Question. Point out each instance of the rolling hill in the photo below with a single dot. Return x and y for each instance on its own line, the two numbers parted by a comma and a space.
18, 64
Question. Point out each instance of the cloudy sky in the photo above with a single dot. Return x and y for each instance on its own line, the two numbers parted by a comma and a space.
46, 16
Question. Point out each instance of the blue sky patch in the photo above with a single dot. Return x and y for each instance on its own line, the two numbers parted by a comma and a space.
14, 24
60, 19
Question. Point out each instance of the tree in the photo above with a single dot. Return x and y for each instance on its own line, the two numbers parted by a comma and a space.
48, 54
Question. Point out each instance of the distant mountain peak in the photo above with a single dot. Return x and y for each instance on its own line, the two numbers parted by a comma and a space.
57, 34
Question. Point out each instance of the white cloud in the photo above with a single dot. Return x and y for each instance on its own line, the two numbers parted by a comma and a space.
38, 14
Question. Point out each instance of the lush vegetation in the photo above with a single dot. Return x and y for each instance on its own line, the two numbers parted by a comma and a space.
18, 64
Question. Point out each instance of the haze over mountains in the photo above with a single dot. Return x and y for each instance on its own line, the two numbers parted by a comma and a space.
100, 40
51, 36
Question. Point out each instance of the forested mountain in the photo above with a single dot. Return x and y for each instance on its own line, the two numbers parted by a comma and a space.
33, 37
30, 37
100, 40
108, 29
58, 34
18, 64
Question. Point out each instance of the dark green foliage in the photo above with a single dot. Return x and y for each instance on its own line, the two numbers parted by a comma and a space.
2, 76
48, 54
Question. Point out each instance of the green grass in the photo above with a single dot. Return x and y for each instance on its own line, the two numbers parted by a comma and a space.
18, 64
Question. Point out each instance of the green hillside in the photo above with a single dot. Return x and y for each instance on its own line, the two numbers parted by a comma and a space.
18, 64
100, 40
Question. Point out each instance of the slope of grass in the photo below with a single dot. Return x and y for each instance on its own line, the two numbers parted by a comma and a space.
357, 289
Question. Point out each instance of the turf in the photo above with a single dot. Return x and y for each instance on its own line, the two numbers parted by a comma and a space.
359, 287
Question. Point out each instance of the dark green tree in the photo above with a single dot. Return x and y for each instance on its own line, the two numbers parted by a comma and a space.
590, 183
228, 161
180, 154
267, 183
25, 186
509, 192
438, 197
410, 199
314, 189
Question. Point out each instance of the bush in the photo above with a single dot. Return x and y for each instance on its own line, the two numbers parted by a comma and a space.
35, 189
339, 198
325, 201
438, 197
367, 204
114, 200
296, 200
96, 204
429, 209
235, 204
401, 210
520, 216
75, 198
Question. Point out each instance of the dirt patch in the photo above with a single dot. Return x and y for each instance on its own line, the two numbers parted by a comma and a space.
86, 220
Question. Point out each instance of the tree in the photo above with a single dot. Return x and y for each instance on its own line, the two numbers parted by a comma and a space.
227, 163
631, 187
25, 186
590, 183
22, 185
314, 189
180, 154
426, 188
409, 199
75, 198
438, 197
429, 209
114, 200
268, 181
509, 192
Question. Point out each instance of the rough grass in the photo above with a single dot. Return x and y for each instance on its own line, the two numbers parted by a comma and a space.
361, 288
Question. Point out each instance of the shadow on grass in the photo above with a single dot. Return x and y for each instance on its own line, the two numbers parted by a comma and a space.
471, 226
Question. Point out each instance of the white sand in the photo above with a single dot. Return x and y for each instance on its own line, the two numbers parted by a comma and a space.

== == ==

Rewrite all of the rows above, swapping "single dot" for "single marker" wherever it occurs and leaving every other word unchanged.

Question. Point out each instance of the rolling hill in the photo below with a single marker. Return x and y for each instance on its own line, the two numbers parted by a comma and a space.
18, 64
Question. Point out each instance of the cloudy sky in the photo above with a single marker. Return x and y for each instance on its own line, the two numbers parted by a comma and a space.
46, 16
Question. Point out each instance of the blue sky patch in the photo above with a single marker. Return x and y for each instance on its own line, the two numbers parted by a comma and a space.
14, 24
60, 19
Question. Point out each instance of the tree in the photo above with a single marker. Return x and y for each instance on its own line, the two numbers parted by a comma and a space.
48, 54
Question. Point out each instance of the distant mountain peak in the photo above with a single marker. Return x and y for each instance on its own line, the two numbers parted by a comma and a space.
57, 34
Question. Point out each instance of the white cloud in the photo above with a single marker. Return x and y for each instance on its own line, the two numbers parted by a comma and a space.
38, 14
Question. Point out each instance of the lush vegetation in the photo above with a single marker. Return x and y for each instance on its own line, the two numbers parted by a comma and a space.
18, 64
Question. Point out each instance of the haze over mountains in the photo above with a single marker. Return x and y for each instance on its own line, the two numbers parted by a comma and a space.
100, 40
51, 36
Question. Point out each instance of the forested mountain in the photo above with a single marker. Return x and y for each instance on its own line, the two numbers parted by a comma and a space.
33, 37
30, 37
100, 40
108, 29
58, 34
18, 64
Question. Point out each instance of the dark green foliage in the photo above with a single marker. Return x and y for each instance on its own line, the two numbers parted by a comma and a space.
2, 76
48, 54
Question. Point out each instance of the green grass in the photo above with a single marker. Return x and y for each instance on its own line, the two numbers parted by a comma and a space.
18, 64
Question. Point out each instance of the green hillside in the photo above with a single marker. Return x and y for each instance on its own line, the two numbers parted by a comma and a space.
18, 64
100, 40
Question. Point out each instance of the slope of grass in the photo below with a single marker. Return x and y for each instance on its own line, the two numbers parted by a comma and a space.
357, 289
Question. Point out each instance of the turf in the photo above with a single marker. Return x and y for each instance on its own line, the two numbers parted by a comma and a space.
359, 287
Question. Point out each instance of the dark green tree in the photo above with a single marker. Return x and y for each instance on its own line, the two numbers parted by a comma and a space.
590, 183
228, 161
180, 154
267, 183
25, 186
509, 192
438, 197
410, 199
314, 189
Question. Point out each instance of the bush in the photo above with a single marker. Return x and y for each instance on its own line, the two numbers parted by a comma and a space.
35, 189
339, 198
325, 201
438, 197
367, 204
114, 200
296, 200
96, 204
429, 209
235, 204
401, 210
520, 216
75, 198
Question. Point out each instance of the dirt patch in the photo above with a single marker. Return x and y for each instance on its own line, the two numbers parted by a comma and a space.
86, 220
Question. Point out each instance of the tree in the photo above with a single marker. Return x and y for each instance on its own line, the two numbers parted by a comma and a space.
227, 163
631, 187
25, 186
590, 183
22, 185
314, 189
180, 154
426, 188
409, 199
75, 198
438, 197
429, 209
114, 200
268, 181
509, 192
Question. Point out each instance of the rough grass in the photo above with a single marker. Return x and y for each instance on its own line, the two numbers parted by a comma and a space.
361, 288
Question. Point out each instance of the shadow on grass in the photo above with a single marker. Return x and y for each instance on its own line, the two numbers parted by a comma and a space.
471, 226
Question. Point out each instance of the white sand in the photo above with a single marker. Return x and y for each instance on its own line, the two numbers parted by a comma and a space.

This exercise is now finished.